PROBLEMS TO WORK ON ::
1 > Duplicate the Stanley Babin biography from "American composer and" up to and including "the newborn nation.".
2 > Decide whether each statement agrees with the Stanley Babin biography. Answer yes or no and quote the words of the biography that settle it.
(a) Babin's family emigrated to Tel Aviv in 1933.
(b) At the Curtis Institute, Babin studied under Artur Schnabel.
(c) Babin had four siblings.
3 > Resume the Stanley Babin biography after its final sentence.

= Stanley Babin =

American composer and pianist (1932–2010)

Stanley Babin (1932–2010) was a composer and pianist.

==Life==
Babin was born in 1932 to Lydia and David Babin, a rabbi. He had four siblings. The family emigrated to Tel Aviv in 1933, where he studied music with Frank Pelleg and made his official debut at Museum Hall in 1945. The young prodigy became his family's chief breadwinner and Jerusalem and Tel Aviv acclaimed him with the post-war enthusiasm of the newborn nation.

Two years later, Babin came to New York City to become the youngest pupil of Artur Schnabel. From 1949 to 1953, he continued his studies in Philadelphia's all-scholarship Curtis Institute under the direction of Isabella Vengerova.

He began a major career under the management of Arthur Judson. After winning the first Concert Artists' Guild Award, he made his orchestral debut with Dimitri Mitropoulos and the New York Philharmonic and "reaped cheers" for his "exhilarating mastery" and "distinguished artistry" (New York Times). Soon followed a tour with the Pittsburgh Symphony performing the Brahms Piano Concerto No. 2. His solo recitals covered all the North American states as well as Canada and major European capitals. For his European orchestral debut with the Berlin Philharmonic, he played Beethoven's "Emperor" Concerto." Die Welt wrote of that performance, "Stanley Babin is a wizard of technique and a magician of sound."

EXERCISE DATA ::
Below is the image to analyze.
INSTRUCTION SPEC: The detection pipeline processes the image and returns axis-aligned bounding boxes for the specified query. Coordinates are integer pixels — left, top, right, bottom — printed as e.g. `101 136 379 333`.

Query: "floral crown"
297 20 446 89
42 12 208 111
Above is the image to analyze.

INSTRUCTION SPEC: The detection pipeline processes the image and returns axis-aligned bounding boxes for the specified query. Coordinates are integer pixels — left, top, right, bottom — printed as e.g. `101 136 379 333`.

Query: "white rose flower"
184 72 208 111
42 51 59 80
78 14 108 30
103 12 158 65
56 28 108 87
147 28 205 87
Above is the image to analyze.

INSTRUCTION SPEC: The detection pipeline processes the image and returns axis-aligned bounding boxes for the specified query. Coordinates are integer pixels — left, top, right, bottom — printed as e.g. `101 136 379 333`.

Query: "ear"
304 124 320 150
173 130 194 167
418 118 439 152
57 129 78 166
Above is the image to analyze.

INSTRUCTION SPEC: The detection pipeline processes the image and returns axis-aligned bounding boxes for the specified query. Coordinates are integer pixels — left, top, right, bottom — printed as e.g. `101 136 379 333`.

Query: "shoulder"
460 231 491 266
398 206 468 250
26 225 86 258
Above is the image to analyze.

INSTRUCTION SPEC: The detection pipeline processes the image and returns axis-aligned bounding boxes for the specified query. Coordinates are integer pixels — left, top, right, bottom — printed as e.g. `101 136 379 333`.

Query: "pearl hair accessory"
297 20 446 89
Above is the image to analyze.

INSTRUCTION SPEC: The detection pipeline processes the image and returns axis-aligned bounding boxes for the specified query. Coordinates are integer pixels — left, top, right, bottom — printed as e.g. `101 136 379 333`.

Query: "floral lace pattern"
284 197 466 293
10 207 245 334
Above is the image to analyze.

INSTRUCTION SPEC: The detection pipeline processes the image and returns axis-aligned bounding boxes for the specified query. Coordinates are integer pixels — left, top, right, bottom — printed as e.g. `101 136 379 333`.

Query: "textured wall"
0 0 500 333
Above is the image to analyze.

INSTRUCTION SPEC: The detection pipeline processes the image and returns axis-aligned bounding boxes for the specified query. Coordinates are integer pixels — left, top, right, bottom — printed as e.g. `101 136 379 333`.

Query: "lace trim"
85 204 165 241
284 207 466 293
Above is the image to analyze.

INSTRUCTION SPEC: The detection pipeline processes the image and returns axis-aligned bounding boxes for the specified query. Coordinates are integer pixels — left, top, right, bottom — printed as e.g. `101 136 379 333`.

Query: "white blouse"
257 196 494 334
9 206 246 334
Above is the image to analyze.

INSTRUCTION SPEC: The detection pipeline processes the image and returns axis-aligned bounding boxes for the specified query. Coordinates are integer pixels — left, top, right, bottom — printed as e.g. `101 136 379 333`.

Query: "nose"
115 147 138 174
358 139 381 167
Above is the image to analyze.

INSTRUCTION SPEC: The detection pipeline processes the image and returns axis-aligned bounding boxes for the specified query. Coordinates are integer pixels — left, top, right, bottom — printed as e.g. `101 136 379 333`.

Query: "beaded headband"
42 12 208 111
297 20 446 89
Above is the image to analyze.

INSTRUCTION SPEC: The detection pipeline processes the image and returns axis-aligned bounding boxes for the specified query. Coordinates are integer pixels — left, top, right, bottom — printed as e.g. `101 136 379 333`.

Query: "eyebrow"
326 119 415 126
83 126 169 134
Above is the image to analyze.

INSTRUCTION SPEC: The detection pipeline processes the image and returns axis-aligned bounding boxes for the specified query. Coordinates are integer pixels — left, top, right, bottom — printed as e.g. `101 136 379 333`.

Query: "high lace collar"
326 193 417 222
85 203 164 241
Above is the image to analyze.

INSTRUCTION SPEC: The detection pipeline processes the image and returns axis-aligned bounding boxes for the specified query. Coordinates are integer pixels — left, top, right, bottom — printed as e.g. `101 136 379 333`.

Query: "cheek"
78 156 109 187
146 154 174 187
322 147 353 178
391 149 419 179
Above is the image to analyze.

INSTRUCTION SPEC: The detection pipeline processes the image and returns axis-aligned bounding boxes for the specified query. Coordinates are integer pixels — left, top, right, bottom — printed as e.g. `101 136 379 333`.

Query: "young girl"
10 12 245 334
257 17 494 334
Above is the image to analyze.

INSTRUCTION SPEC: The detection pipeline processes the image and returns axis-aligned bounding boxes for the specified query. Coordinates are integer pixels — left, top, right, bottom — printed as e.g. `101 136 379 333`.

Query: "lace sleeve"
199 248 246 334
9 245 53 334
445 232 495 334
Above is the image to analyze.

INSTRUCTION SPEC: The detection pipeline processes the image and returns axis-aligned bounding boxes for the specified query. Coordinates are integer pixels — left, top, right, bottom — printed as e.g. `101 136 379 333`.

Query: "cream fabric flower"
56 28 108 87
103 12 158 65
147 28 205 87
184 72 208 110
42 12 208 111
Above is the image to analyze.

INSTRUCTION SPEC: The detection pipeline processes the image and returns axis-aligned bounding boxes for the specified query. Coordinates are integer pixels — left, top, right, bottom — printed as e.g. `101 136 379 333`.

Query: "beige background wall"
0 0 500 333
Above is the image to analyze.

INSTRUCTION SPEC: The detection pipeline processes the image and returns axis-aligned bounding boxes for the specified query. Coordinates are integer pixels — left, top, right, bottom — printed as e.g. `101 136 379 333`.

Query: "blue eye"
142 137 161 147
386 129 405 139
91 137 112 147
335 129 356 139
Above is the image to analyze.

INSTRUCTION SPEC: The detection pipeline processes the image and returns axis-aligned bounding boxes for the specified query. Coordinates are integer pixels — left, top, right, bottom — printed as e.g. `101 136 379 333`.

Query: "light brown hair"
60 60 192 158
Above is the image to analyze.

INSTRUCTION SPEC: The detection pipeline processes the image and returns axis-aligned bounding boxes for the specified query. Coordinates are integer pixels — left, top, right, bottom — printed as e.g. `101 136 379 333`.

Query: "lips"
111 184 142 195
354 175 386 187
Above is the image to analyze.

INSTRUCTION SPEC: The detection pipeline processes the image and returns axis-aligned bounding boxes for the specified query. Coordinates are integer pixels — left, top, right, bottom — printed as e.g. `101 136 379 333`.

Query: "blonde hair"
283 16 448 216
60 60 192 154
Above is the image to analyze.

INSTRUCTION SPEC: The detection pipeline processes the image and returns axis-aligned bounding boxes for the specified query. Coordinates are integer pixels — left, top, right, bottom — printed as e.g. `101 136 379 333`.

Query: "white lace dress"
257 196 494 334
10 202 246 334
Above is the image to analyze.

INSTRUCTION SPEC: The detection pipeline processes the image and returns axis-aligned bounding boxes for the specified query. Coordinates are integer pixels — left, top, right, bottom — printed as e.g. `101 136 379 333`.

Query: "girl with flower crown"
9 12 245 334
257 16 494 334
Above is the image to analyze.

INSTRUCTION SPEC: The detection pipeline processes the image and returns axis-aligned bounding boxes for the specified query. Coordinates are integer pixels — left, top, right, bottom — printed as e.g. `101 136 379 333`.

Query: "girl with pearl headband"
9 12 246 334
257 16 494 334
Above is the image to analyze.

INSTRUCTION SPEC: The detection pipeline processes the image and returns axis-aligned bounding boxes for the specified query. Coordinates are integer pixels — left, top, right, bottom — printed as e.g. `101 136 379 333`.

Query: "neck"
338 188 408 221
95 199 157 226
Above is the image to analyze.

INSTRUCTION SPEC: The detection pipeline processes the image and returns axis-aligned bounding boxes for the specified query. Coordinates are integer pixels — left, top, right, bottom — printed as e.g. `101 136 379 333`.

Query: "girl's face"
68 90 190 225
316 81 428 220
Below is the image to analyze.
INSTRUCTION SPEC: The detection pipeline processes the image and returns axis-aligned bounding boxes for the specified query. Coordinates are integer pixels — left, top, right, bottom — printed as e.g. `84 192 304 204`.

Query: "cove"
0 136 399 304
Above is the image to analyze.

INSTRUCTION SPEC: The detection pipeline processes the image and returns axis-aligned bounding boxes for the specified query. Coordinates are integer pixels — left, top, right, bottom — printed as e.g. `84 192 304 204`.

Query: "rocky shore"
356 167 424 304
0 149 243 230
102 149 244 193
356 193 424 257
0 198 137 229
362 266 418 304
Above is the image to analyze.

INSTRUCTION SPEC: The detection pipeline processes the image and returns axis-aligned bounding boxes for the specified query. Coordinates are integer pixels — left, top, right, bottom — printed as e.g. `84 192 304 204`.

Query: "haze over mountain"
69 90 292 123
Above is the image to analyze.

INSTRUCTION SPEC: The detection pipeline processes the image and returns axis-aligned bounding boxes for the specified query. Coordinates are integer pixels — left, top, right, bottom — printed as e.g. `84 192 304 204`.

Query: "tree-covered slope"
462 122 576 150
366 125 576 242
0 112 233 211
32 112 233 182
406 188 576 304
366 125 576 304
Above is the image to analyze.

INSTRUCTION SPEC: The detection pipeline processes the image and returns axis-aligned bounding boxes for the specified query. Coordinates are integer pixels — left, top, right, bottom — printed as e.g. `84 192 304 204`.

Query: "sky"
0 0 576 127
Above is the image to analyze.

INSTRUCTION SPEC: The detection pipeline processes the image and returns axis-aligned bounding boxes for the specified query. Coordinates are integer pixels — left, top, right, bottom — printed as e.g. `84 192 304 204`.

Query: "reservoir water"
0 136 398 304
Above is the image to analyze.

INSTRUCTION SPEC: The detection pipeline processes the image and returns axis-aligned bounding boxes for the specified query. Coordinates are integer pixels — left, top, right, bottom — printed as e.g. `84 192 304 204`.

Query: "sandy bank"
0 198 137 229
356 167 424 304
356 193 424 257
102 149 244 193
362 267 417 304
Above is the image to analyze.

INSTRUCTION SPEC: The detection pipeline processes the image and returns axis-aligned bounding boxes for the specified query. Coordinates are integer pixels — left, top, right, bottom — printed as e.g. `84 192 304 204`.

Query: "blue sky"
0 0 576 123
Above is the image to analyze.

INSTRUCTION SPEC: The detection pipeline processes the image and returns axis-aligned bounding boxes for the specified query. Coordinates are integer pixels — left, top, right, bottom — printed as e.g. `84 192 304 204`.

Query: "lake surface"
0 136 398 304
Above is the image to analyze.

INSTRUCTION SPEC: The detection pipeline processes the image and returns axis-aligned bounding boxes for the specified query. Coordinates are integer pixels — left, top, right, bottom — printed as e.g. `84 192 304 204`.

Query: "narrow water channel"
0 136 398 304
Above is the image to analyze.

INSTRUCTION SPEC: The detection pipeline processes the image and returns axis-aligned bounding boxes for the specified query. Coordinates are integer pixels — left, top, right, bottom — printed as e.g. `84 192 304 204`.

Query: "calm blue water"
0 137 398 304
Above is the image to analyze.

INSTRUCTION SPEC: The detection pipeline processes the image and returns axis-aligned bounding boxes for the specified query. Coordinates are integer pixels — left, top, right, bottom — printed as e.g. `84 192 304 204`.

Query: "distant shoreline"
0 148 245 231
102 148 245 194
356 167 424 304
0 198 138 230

OUTPUTS FOR THE TASKS ::
1 >
American composer and pianist (1932–2010)

Stanley Babin (1932–2010) was a composer and pianist.

==Life==
Babin was born in 1932 to Lydia and David Babin, a rabbi. He had four siblings. The family emigrated to Tel Aviv in 1933, where he studied music with Frank Pelleg and made his official debut at Museum Hall in 1945. The young prodigy became his family's chief breadwinner and Jerusalem and Tel Aviv acclaimed him with the post-war enthusiasm of the newborn nation.

2 >
(a) Yes: "The family emigrated to Tel Aviv in 1933"
(b) No: "under the direction of Isabella Vengerova"
(c) Yes: "He had four siblings."

3 >
As a composer, Babin presented the world premiere of his own Piano Concerto as soloist with the Israel Philharmonic under Zubin Mehta. Babin's continuing studies of the Northwest Semitic languages, archeology of his desert childhood, and the Hebrew religious texts and cantillations have inspired such compositions as the "Eighth Psalm", "The Eternal Branch", and "Meditations on Job". His other works include a song cycle set to poetry by Emily Dickinson.

Stanley Babin died from lung cancer in May 2010.